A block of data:

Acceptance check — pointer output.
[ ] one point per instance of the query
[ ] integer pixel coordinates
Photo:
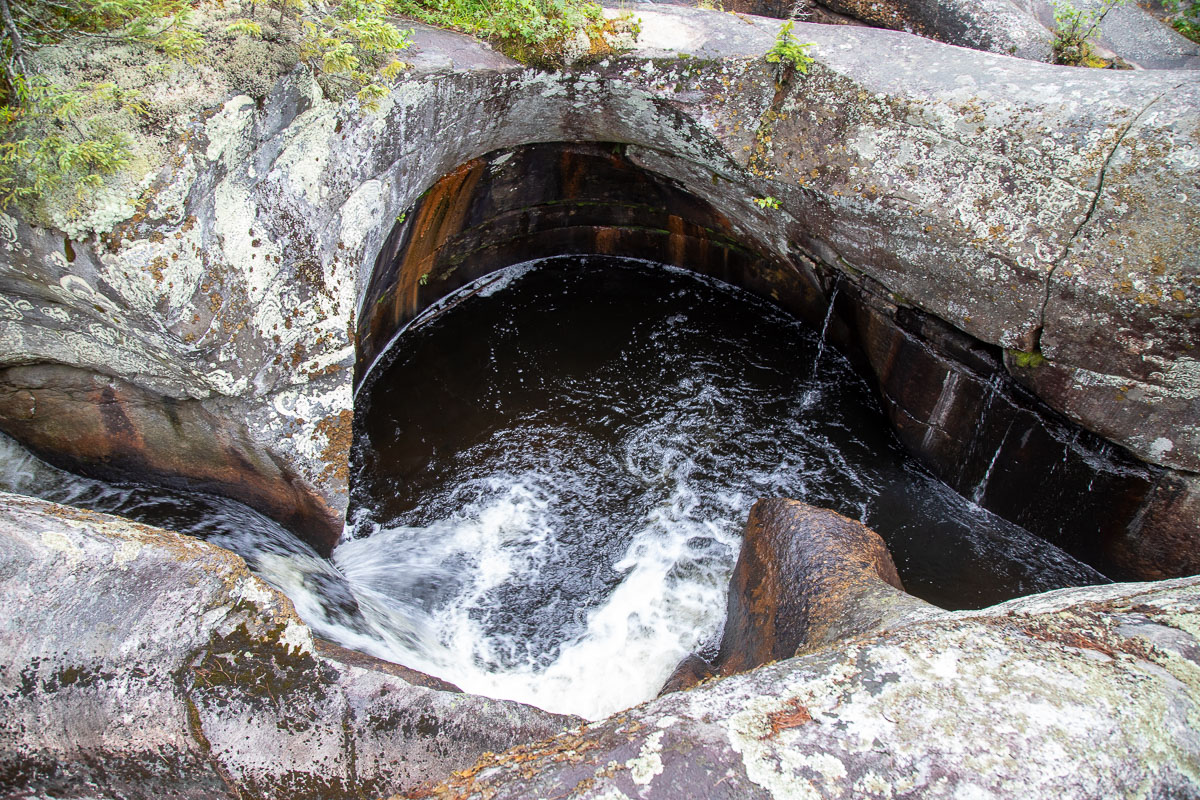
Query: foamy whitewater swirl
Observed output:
(580, 543)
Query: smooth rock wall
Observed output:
(1075, 693)
(144, 663)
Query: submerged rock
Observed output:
(805, 577)
(143, 663)
(1044, 210)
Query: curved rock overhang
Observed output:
(555, 199)
(946, 392)
(1041, 211)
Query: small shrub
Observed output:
(1073, 29)
(533, 31)
(790, 53)
(1186, 17)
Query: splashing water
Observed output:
(551, 480)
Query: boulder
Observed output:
(807, 577)
(1077, 693)
(143, 663)
(113, 429)
(1037, 209)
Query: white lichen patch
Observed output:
(249, 251)
(126, 552)
(648, 762)
(59, 542)
(309, 150)
(227, 131)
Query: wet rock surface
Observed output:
(1043, 210)
(807, 577)
(111, 428)
(1075, 693)
(142, 663)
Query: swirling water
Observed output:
(550, 481)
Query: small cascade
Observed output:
(981, 488)
(991, 389)
(552, 477)
(825, 326)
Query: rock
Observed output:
(1033, 208)
(109, 428)
(994, 25)
(691, 671)
(807, 577)
(1075, 693)
(1129, 31)
(143, 663)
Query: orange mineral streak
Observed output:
(441, 215)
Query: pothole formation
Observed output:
(287, 205)
(947, 394)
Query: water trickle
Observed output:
(981, 488)
(825, 325)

▸ **Request**
Copy the lines above, swapping every "Observed output" for "Returned points" and leaving everything else unchanged. Leave the picture out.

▸ **Expected answer**
Acceptance check — pointer output.
[ ] one point per instance of the query
[ ] integer pixel coordinates
Photo:
Query: foamy whitewater swirl
Returned points:
(580, 543)
Query: smooth rock wall
Returned points:
(1075, 693)
(144, 663)
Query: submerged rock
Returned points:
(805, 577)
(143, 663)
(1044, 210)
Query: curved rock overhang
Returned points:
(555, 199)
(946, 392)
(1041, 211)
Query: small shrub
Returned points:
(1073, 29)
(533, 31)
(790, 53)
(1186, 17)
Query: splashing water
Returned points:
(551, 480)
Query: boulder
Returned points:
(807, 577)
(1077, 693)
(143, 663)
(113, 429)
(1037, 209)
Query: white lichen patch
Returned points:
(249, 251)
(126, 552)
(648, 762)
(59, 542)
(309, 150)
(227, 131)
Query: wet rock surface
Returned points:
(1043, 210)
(807, 577)
(111, 428)
(1075, 693)
(142, 663)
Query: swirling water
Returned points:
(550, 481)
Query: small cascade
Returned points:
(981, 488)
(991, 389)
(552, 477)
(825, 326)
Query: rock
Returned points:
(1033, 208)
(109, 428)
(994, 25)
(691, 671)
(807, 577)
(1075, 693)
(1129, 31)
(143, 663)
Query: orange mineral streak
Returned points:
(441, 215)
Query: pothole formation
Returned points:
(287, 205)
(947, 394)
Query: water trickle
Returned points:
(981, 488)
(825, 325)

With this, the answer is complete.